Point-per-instance localization data:

===

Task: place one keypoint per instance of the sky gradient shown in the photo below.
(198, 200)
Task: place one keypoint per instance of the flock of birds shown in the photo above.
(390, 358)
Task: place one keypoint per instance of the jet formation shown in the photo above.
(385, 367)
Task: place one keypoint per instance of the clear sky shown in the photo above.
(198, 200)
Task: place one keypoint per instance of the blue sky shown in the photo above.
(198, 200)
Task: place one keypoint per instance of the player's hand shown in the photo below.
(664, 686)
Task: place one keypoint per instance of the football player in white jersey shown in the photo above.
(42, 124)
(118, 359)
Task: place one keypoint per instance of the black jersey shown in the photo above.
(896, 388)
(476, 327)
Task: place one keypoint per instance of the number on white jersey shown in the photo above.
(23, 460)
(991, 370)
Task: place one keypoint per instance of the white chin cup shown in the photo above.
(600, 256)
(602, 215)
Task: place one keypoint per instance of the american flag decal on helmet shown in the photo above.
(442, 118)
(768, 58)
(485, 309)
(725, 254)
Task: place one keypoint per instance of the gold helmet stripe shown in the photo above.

===

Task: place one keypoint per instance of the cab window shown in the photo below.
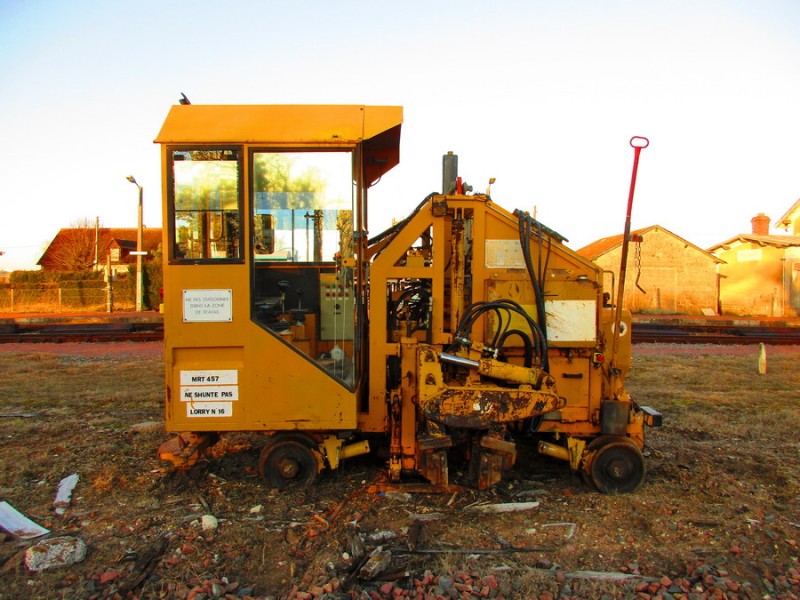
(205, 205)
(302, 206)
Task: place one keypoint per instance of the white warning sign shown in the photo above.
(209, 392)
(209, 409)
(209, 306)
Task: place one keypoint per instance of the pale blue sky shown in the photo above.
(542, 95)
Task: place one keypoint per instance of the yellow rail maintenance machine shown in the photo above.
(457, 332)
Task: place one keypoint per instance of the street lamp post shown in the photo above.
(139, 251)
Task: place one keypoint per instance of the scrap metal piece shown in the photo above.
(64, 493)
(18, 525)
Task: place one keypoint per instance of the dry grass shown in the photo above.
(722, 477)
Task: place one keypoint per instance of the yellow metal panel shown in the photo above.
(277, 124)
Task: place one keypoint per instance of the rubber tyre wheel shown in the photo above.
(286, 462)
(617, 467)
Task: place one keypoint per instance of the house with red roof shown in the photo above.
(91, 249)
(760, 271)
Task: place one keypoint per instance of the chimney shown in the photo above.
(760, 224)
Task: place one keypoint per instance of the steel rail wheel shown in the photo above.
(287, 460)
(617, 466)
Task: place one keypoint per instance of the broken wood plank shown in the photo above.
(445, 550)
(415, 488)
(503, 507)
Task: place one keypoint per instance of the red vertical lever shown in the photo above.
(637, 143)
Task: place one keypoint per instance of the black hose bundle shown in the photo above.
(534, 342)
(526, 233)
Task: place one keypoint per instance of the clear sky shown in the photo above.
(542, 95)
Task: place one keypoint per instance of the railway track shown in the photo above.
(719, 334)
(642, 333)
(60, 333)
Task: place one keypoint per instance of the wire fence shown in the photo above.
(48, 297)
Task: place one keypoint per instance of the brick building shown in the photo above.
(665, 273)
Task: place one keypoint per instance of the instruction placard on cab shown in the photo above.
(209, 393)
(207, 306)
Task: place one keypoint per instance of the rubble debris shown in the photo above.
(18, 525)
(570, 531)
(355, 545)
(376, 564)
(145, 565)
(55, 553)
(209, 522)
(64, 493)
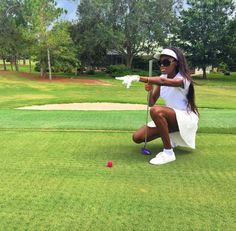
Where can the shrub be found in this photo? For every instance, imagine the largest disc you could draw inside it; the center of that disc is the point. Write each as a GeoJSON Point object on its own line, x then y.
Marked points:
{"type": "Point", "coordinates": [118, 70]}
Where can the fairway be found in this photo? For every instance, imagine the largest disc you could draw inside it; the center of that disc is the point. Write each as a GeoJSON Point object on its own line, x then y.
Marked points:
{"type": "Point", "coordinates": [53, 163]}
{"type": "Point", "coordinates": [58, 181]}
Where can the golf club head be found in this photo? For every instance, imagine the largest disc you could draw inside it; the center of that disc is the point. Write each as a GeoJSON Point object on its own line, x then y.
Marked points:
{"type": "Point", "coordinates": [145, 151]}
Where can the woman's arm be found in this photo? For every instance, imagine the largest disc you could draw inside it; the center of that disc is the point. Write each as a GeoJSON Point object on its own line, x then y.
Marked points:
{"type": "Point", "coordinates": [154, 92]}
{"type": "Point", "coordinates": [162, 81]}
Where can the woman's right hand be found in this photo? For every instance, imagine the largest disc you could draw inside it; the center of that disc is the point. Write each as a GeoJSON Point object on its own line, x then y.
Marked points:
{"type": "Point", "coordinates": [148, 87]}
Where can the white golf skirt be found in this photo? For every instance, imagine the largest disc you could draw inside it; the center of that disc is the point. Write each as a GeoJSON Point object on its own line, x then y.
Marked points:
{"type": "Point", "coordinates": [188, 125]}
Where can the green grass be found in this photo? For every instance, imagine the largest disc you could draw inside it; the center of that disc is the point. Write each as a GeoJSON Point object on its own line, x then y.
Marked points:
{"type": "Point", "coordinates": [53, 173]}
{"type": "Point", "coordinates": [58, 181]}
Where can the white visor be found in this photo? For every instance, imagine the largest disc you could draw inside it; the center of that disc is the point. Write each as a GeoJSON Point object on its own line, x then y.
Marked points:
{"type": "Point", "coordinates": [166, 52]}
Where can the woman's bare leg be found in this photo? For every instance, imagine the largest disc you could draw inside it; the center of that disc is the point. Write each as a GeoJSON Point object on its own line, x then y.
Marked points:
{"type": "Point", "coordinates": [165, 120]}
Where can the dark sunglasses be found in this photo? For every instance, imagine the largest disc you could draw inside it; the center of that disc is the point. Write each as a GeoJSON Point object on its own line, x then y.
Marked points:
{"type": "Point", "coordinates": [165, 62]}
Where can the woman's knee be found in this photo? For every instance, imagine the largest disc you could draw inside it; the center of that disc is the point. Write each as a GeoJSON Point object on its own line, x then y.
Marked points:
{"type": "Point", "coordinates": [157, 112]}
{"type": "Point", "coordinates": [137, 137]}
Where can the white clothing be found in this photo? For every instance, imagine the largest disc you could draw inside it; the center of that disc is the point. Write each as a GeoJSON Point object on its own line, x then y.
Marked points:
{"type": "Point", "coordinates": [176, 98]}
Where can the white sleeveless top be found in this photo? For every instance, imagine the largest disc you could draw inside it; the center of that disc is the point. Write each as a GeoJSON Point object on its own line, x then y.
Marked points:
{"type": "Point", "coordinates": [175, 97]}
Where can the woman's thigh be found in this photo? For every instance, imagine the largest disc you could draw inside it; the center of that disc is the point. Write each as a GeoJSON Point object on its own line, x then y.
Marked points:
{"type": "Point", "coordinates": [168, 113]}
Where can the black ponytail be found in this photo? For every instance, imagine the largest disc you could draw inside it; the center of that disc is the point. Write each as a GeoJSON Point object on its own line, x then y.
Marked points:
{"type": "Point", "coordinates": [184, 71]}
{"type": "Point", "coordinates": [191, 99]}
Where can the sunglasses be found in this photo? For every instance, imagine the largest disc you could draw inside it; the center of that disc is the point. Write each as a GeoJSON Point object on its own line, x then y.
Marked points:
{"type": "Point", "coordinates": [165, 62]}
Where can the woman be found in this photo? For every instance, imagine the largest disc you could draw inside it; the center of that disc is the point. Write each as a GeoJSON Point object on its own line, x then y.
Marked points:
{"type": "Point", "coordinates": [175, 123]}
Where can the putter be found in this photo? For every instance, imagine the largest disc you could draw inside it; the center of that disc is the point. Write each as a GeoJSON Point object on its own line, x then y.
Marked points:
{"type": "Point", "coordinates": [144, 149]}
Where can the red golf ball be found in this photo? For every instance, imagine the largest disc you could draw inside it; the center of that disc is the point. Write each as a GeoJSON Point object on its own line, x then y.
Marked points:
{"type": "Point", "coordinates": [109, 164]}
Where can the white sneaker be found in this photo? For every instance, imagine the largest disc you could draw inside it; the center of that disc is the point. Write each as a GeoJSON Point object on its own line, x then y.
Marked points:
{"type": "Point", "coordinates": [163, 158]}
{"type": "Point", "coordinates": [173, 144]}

===

Task goal: Your answer should consist of the lines above between those holding "Task: place one keypoint per instance of the instruction" and "Where can the fairway", inclusive, reproduced word for word and without pictures.

Response area:
Task: place one keypoint per instance of the instruction placard on cab shown in the photo above.
(209, 393)
(207, 306)
Task: place one keypoint per instance of the rubble debris shown in the photo above.
(18, 525)
(570, 531)
(355, 545)
(376, 564)
(145, 565)
(55, 553)
(209, 522)
(64, 493)
Where can the shrub be found in this photo? For every instance, imagine the largest disc you could draw inside it; the center of that disc is the point. Write each as a GeoJSON Point object on its own line, x then y.
Marked points:
{"type": "Point", "coordinates": [118, 70]}
Where can the fairway be found in this photo? For every instance, imagine the largest disc you could draw inside it; the center of that disc is the point. Write each as a GeoJSON Point object on its own line, x then y.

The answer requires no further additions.